[TASK ITEM]: Your task is to repeat exactly the lines below between the line holding "TASK: place one marker for each instance of the gray" and the line holding "TASK: place one marker for each instance of the woman's right", inclusive, and only those.
-- Opening Marker --
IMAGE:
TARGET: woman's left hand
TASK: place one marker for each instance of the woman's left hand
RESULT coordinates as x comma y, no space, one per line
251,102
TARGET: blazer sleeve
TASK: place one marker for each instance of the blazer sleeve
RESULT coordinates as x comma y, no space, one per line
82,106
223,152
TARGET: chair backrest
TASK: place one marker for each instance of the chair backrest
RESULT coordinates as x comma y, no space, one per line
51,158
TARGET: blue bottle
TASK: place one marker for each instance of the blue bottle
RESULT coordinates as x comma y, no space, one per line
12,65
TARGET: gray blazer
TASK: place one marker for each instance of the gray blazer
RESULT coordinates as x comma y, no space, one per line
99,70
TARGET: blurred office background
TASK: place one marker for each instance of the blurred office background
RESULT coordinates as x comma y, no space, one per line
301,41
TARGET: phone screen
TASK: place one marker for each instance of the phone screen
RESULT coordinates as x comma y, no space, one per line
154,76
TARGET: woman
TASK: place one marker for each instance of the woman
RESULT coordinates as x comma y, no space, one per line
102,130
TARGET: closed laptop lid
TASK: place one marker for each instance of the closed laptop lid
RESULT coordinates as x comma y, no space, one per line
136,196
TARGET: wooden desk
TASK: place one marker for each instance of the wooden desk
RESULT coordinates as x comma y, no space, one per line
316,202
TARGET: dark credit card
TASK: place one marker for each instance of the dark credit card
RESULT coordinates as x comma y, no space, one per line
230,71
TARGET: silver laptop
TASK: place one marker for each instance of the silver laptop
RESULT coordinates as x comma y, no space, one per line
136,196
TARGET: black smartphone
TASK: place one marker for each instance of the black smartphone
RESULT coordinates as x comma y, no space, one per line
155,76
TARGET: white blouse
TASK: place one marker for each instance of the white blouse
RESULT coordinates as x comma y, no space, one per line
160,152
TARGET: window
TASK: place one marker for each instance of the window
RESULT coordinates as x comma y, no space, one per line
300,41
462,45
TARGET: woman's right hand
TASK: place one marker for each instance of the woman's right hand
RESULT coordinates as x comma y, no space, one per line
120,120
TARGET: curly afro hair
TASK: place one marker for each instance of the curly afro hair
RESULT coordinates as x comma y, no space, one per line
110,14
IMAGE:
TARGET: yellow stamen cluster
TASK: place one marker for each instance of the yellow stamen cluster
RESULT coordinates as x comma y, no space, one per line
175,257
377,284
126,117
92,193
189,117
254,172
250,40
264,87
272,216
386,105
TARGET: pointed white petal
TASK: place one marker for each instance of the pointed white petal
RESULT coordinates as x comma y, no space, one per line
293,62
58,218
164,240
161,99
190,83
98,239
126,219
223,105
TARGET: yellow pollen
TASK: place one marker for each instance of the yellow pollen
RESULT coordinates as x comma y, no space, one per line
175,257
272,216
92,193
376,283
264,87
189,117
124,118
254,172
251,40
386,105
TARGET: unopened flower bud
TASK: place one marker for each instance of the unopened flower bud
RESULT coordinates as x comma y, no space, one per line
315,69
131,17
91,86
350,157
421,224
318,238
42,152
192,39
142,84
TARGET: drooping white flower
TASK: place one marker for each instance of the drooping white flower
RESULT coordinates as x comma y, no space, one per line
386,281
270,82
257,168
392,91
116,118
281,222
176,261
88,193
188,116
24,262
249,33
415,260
-- Closing Marker --
[SOLUTION TO THE EXERCISE]:
TASK: place one marker for each instance of the gray blazer
RESULT coordinates as x comma y, no space, one per line
99,70
TARGET: blurred office background
TASK: place one marker for each instance of the blurred office background
RESULT coordinates as x comma y, no space, one per line
301,41
TARGET: phone screen
TASK: place one marker for each instance of the phone screen
RESULT coordinates as x comma y, no space, one per line
154,76
TARGET: woman
TASK: place one marker for each instance of the woman
RESULT coordinates as x comma y, no space, one per line
102,130
TARGET: closed laptop lid
TASK: place one marker for each instance of the closed laptop lid
RESULT coordinates as x comma y, no space, one per line
136,196
TARGET: wooden desk
TASK: place one marker for each instance of the wooden desk
RESULT coordinates as x comma y, no space, one per line
316,202
TARGET: dark credit card
TASK: place one marker for each instance of the dark credit card
RESULT coordinates as x comma y, no space, one per line
230,71
TARGET: silver laptop
TASK: place one marker for each instance of the silver laptop
RESULT coordinates as x comma y, no space, one per line
136,196
TARGET: black smartphone
TASK: place one marker for each instance of the black smartphone
RESULT coordinates as x comma y, no space, one per line
155,76
TARGET: white blouse
TASK: place one marker for each instance of the white blouse
RESULT coordinates as x comma y, no space, one per line
160,152
TARGET: window
TASK: place one marker for each instance of the window
RESULT coordinates as x comma y, no space, one per line
300,41
462,45
TARGET: woman's right hand
TASK: place one marker for each instance of the woman's right hand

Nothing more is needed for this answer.